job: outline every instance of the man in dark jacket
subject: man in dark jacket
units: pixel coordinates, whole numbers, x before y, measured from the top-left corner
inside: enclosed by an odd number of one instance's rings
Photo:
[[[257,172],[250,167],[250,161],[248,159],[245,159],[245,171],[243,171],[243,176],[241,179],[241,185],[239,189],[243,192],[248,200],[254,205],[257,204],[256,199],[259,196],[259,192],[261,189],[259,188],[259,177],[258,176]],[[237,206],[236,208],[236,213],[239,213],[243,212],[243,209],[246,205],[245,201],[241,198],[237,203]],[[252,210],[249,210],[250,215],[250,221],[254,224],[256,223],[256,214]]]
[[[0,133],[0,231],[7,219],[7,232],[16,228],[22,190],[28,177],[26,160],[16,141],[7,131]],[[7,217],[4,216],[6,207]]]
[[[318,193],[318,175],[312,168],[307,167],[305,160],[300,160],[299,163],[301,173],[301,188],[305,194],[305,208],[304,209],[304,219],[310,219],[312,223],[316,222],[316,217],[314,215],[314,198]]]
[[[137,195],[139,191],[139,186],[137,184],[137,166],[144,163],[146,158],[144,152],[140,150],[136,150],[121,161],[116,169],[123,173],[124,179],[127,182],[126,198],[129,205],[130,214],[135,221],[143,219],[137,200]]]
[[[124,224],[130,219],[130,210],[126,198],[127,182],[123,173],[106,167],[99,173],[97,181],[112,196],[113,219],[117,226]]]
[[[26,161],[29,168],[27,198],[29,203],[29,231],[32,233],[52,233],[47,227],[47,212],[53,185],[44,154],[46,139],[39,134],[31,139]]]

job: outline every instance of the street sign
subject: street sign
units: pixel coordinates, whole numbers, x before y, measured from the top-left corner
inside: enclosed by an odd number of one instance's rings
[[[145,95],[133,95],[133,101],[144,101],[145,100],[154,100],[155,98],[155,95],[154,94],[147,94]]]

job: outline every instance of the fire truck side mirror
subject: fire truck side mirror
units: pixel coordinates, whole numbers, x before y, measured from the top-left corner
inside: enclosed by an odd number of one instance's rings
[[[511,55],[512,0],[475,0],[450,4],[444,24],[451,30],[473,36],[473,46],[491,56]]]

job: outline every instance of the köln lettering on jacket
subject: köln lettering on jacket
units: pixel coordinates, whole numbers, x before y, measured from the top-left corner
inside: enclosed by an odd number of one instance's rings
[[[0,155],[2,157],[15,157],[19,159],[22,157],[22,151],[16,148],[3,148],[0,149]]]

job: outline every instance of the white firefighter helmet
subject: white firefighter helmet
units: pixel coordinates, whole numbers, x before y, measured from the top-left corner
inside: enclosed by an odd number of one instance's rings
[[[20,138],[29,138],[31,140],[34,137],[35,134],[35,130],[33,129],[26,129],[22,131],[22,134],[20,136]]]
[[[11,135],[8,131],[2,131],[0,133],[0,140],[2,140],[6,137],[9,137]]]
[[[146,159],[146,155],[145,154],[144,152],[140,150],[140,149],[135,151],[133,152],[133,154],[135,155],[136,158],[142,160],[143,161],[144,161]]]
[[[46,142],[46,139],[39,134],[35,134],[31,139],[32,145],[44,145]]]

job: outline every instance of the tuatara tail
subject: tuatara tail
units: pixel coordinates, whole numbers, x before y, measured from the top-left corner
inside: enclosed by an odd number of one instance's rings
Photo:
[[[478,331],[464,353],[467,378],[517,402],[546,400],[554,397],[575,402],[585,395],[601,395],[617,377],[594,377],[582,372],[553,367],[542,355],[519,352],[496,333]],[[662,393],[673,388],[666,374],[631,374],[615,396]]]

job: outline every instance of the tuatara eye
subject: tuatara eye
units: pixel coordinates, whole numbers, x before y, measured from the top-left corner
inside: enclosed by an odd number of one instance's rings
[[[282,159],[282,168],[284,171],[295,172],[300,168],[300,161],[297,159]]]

WRITTEN INSTRUCTION — Find the line that contains "job: outline every instance of the white" in the listing above. Retype it and every line after it up to the last, exactly, and nothing else.

EXERCISE OUTPUT —
job: outline every instance of the white firefighter helmet
subject: white firefighter helmet
units: pixel coordinates, whole numbers, x before y, measured from the top-left corner
inside: enclosed by an odd number of one instance's rings
[[[20,138],[29,138],[31,140],[34,137],[35,134],[35,130],[33,129],[26,129],[22,131],[22,134],[20,136]]]
[[[11,135],[8,131],[2,131],[0,133],[0,140],[2,140],[6,137],[9,137]]]
[[[146,159],[146,155],[145,154],[144,152],[140,150],[140,149],[135,151],[133,152],[133,154],[135,155],[136,158],[142,160],[143,161],[144,161]]]
[[[46,142],[46,139],[39,134],[35,134],[31,139],[32,145],[44,145]]]

job: outline every instance of the tuatara tail
subject: tuatara tail
units: pixel coordinates, whole numbers, x before y, measured from the top-left corner
inside: enclosed by an odd number of one instance's rings
Photo:
[[[478,331],[464,353],[467,378],[517,402],[546,400],[554,397],[575,402],[585,395],[601,395],[617,377],[594,377],[582,372],[553,367],[542,355],[519,352],[496,333]],[[662,393],[673,388],[666,374],[631,374],[615,396]]]

job: outline every instance of the tuatara eye
subject: tuatara eye
units: pixel coordinates, whole numbers, x before y, measured from the top-left corner
inside: enclosed by an odd number of one instance's rings
[[[282,159],[282,168],[284,171],[295,172],[300,168],[300,161],[297,159]]]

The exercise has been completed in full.